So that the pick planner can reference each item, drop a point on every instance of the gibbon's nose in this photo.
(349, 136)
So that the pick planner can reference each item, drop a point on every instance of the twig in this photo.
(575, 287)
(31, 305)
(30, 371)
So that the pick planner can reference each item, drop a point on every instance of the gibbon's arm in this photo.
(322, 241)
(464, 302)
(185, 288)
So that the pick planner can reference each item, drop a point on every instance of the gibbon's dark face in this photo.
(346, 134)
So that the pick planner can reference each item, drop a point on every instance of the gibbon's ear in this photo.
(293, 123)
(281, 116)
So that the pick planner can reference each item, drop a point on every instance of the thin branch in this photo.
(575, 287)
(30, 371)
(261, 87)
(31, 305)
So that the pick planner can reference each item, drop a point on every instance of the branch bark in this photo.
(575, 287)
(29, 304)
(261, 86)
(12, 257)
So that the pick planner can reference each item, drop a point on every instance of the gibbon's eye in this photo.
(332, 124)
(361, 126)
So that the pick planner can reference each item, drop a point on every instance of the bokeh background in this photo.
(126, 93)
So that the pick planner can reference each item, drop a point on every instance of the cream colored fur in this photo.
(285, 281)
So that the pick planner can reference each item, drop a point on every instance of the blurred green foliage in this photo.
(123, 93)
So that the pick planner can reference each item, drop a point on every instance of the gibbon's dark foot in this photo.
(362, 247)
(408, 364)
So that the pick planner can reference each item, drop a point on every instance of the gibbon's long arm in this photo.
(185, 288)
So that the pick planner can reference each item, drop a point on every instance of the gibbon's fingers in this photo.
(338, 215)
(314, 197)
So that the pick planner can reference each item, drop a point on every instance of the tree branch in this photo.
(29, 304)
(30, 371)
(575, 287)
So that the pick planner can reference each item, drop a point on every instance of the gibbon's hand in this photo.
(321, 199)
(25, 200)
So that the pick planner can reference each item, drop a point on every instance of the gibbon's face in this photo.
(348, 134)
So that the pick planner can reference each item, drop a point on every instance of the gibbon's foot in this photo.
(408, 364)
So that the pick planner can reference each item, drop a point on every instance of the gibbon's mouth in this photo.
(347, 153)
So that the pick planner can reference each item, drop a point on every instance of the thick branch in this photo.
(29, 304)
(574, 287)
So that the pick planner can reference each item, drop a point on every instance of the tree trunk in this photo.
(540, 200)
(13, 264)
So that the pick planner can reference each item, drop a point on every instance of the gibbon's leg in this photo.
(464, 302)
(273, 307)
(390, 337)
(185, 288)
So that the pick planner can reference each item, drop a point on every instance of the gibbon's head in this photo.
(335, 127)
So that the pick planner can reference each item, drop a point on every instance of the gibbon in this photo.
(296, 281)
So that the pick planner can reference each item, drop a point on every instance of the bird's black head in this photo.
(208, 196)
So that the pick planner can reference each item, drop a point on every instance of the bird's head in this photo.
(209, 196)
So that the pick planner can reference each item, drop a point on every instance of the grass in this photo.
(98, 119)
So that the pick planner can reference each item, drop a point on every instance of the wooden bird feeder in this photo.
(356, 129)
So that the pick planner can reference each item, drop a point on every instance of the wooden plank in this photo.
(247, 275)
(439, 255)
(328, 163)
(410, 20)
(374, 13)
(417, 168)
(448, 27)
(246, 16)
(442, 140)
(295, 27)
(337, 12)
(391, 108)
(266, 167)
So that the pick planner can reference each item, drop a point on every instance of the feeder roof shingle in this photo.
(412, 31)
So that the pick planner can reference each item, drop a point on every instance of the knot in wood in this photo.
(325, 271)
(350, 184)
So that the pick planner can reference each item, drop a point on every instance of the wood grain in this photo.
***
:: What needs to be done ::
Scale the section of the entries that opens with the line containing "grass in this photo." and runs through the end of the entries. Reproduce every line, the requests included, with each point coordinate multiplied by 2.35 and rounded to a whole number, halves rounding up, and return only those lines.

:: Solution to this problem ::
So that the pick planner can reference each item, drop a point on every instance of the grass in this photo.
(230, 280)
So that the pick planner can reference each item, drop a point on every instance of the wooden bird feeder in this photo.
(837, 303)
So that the pick planner can reference each item, drop a point on every instance of the wooden plank in this photo.
(580, 646)
(1032, 599)
(771, 383)
(964, 47)
(879, 31)
(980, 395)
(1053, 63)
(578, 38)
(1039, 329)
(693, 63)
(792, 28)
(919, 254)
(625, 392)
So that the pick planner can reference each item, drop a point on every instance of the feeder roof shingle in this photo.
(968, 73)
So that the pick planner can reference each item, drop a point on every instance of the knot in wood in this photo.
(764, 637)
(823, 432)
So that the pick planner can reference each item, drop a point on every instance of the wood grain in this photo.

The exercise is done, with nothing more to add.